◆ GOAL OF THE EXERCISE
Copy out the entire listing below character for character, from the first line to the last.

◆ DATA FOR THIS EXERCISE
START

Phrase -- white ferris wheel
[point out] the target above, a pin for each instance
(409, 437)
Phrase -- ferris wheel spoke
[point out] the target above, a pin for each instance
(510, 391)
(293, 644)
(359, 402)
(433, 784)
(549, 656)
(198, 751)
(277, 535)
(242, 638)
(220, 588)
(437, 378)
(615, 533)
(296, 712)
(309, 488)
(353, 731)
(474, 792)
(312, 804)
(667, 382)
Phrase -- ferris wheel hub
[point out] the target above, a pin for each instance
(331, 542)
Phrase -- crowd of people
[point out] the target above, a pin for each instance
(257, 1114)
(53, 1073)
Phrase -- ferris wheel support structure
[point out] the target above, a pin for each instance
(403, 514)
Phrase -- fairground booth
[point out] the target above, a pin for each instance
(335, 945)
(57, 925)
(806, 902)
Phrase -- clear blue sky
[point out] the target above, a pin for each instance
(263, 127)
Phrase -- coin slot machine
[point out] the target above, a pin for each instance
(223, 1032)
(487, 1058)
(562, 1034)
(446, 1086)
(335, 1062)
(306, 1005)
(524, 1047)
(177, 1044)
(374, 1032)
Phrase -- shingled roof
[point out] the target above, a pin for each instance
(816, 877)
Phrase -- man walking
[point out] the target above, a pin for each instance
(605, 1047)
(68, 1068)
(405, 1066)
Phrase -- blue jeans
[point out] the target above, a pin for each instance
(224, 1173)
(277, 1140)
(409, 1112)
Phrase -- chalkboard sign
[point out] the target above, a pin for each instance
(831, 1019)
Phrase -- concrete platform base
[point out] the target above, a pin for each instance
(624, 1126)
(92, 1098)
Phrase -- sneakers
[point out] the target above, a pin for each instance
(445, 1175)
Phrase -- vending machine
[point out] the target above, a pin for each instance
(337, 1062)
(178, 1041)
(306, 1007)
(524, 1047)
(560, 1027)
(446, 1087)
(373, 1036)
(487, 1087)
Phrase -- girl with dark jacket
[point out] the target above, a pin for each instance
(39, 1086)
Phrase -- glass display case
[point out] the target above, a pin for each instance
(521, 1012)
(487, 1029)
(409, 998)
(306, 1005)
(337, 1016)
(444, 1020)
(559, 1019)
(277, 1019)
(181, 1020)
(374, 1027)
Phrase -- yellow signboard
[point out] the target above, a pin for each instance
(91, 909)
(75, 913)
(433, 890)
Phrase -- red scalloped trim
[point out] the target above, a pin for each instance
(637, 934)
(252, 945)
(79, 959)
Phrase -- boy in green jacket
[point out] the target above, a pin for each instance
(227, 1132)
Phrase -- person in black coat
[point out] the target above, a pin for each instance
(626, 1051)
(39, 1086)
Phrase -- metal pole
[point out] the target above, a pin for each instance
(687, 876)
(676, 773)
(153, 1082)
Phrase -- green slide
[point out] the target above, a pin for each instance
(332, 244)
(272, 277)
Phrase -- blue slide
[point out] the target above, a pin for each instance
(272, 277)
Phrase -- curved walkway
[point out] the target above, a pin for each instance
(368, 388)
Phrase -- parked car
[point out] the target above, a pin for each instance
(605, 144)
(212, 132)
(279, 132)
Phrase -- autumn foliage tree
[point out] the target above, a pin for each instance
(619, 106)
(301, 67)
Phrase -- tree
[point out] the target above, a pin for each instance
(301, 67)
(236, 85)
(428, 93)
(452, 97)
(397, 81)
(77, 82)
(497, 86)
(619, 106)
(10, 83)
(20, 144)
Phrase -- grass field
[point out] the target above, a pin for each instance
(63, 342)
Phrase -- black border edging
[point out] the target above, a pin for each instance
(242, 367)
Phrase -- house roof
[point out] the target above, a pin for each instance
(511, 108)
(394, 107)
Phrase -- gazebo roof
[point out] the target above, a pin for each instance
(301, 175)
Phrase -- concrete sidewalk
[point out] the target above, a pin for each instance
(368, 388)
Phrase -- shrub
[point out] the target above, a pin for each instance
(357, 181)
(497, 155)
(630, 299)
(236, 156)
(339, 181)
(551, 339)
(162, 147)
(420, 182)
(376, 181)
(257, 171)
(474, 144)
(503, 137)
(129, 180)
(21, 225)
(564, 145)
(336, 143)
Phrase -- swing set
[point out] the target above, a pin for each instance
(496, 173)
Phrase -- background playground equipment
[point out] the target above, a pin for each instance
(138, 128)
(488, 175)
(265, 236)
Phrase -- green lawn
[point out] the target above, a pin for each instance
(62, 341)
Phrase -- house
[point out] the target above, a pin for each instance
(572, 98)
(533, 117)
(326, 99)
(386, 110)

END

◆ EXERCISE RESULT
Phrase -- white ferris wheel
[point out] the target above, a pin for each instance
(409, 437)
Phrase -- ferris wheel spoke
[point out] the target above, a pin for each instance
(510, 391)
(293, 644)
(359, 402)
(433, 784)
(549, 656)
(198, 751)
(277, 535)
(242, 638)
(220, 588)
(437, 378)
(615, 533)
(296, 712)
(309, 488)
(353, 731)
(474, 792)
(312, 804)
(667, 382)
Phrase -- ferris wheel hub
[point out] the target above, a pin for each instance
(331, 542)
Phrase -- crowd of people
[point out] the target above, a pin for each instance
(257, 1114)
(53, 1073)
Phrase -- ferris wheel support structure
[point out] the target above, a pin for each instance
(403, 514)
Phrase -- fairground booth
[point out] the target above, a pin for each instance
(335, 945)
(57, 925)
(806, 902)
Phrase -- clear blue sky
[point out] the target above, a pin for each instance
(263, 127)
Phrase -- coin slot machine
[point out] the target above, a pin for each instance
(223, 1032)
(487, 1058)
(562, 1034)
(446, 1086)
(335, 1062)
(306, 1005)
(524, 1047)
(177, 1044)
(374, 1032)
Phrase -- shingled roof
[point out] the target above, a pin for each instance
(816, 877)
Phrase -- man walking
[point out] the target above, a pin for each instance
(605, 1047)
(68, 1068)
(405, 1066)
Phrase -- blue jeans
[point out] the target above, a pin for each instance
(224, 1173)
(277, 1140)
(409, 1112)
Phrase -- chalkboard sign
[point out] the target above, a pin for each instance
(831, 1019)
Phrase -- concrete platform base
[point out] the target above, a pin for each instance
(624, 1126)
(92, 1098)
Phrase -- sneakers
[point out] the target above, a pin for each instance
(445, 1175)
Phrase -- vending machine
[point out] the target above, a pin for each instance
(337, 1062)
(178, 1041)
(306, 1007)
(524, 1047)
(560, 1027)
(446, 1087)
(373, 1036)
(487, 1087)
Phrase -- girl with dark jacket
[point out] the target above, a pin for each instance
(39, 1086)
Phrase -- glass display case
[point out] the target above, a pin for each instance
(521, 1012)
(487, 1029)
(409, 998)
(306, 1005)
(337, 1016)
(444, 1020)
(559, 1019)
(277, 1019)
(181, 1020)
(374, 1027)
Phrase -- yellow signboard
[point out] the target above, a pin for each instance
(91, 909)
(75, 913)
(433, 890)
Phrase -- red scalloped trim
[point out] the target above, a pin for each instance
(637, 934)
(252, 945)
(79, 959)
Phrase -- boy in green jacket
[point out] the target above, a pin for each instance
(227, 1132)
Phrase -- person in black coat
[point out] the target above, a pin for each instance
(626, 1051)
(39, 1086)
Phrase -- metal pole
[point out] the target above, a pin for each instance
(687, 876)
(676, 773)
(153, 1082)
Phrase -- green slide
[point out] the target above, a pin for each instance
(332, 244)
(272, 277)
Phrase -- blue slide
[point out] the target above, a pin for each instance
(272, 277)
Phrase -- curved walkway
[point out] the target above, a pin for each instance
(368, 388)
Phrase -- parked car
[point out] the target above, a pin for each instance
(605, 144)
(212, 132)
(279, 132)
Phrase -- autumn foliage tree
[point out] the target above, a pin for each instance
(619, 106)
(301, 67)
Phrase -- tree
[point out] the target above, a pin for each instance
(301, 67)
(236, 85)
(428, 93)
(452, 97)
(397, 81)
(77, 82)
(497, 86)
(619, 106)
(10, 83)
(20, 144)
Phrase -- grass field
[point out] the target above, a pin for each instance
(63, 342)
Phrase -- black border edging
[point out] the target above, a pin for each instance
(242, 367)
Phrase -- house roof
[point out] the target above, a pin for each instance
(511, 108)
(394, 107)
Phrase -- gazebo roof
[point out] the target above, a pin for each instance
(301, 175)
Phrase -- concrete sidewalk
[point out] the target above, a pin for each instance
(368, 388)
Phrase -- shrub
[point out] the target above, a pin for each instance
(357, 181)
(497, 155)
(630, 299)
(236, 156)
(339, 181)
(551, 339)
(162, 147)
(420, 182)
(376, 181)
(257, 171)
(474, 144)
(503, 137)
(129, 180)
(21, 225)
(564, 145)
(336, 143)
Phrase -- swing set
[point out] the target above, a pin for each instance
(496, 173)
Phrase -- background playground equipment
[point out] the target above, a pin for each instance
(138, 128)
(488, 175)
(265, 236)
Phrase -- green lawn
[point out] the target above, a pin for each instance
(62, 341)
Phrase -- house
[point out] the target above, a pin for each instance
(572, 98)
(533, 117)
(326, 99)
(386, 110)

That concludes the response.